== YOUR OBJECTIVE ==
Please return every line of the records that contains the word "instance".

..............................

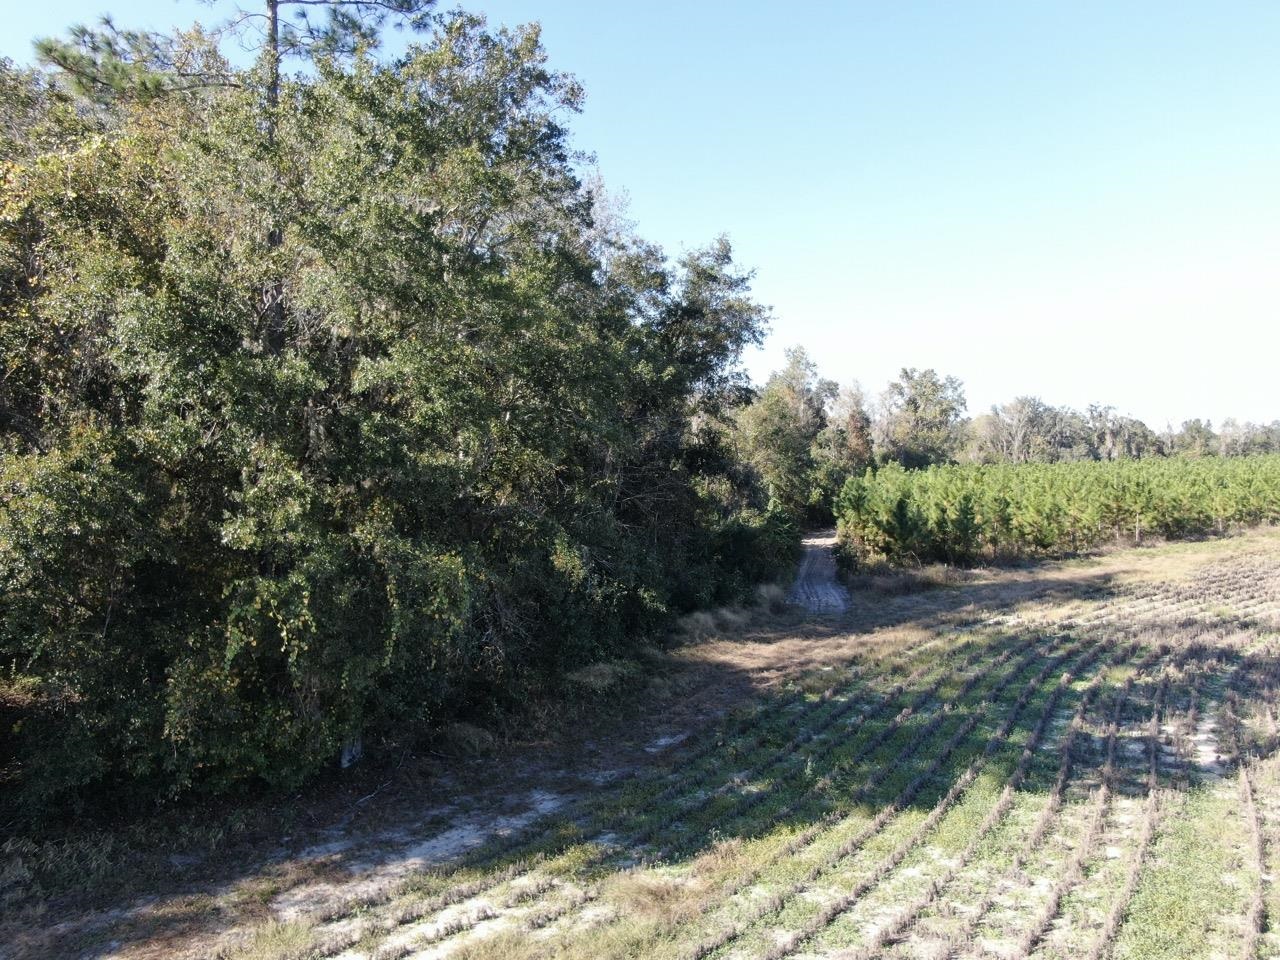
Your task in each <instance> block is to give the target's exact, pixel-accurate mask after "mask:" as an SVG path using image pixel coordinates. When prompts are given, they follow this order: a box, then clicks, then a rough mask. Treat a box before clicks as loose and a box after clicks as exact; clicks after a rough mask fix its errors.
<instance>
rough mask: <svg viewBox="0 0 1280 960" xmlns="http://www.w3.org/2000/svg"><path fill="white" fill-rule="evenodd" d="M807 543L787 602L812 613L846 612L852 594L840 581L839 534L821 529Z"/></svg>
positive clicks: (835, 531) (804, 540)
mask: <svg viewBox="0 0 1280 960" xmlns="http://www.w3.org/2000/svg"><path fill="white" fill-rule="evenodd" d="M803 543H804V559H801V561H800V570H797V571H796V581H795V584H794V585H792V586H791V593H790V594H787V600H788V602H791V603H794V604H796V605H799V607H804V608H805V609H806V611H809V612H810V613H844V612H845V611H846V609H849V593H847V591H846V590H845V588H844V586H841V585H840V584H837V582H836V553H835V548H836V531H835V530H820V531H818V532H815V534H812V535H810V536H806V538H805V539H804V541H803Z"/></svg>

..............................

== RESPONSE TO THE TASK ==
Your task in each <instance> block is to give the target's exact, pixel-accurate mask after "mask:" as an SVG path using image pixel coordinates. When prompts are given, they follow this order: a box, then clicks, then a rough mask. Treat a box before clicks as loose and a box after clicks as exact; clicks after a rough mask fix its errors.
<instance>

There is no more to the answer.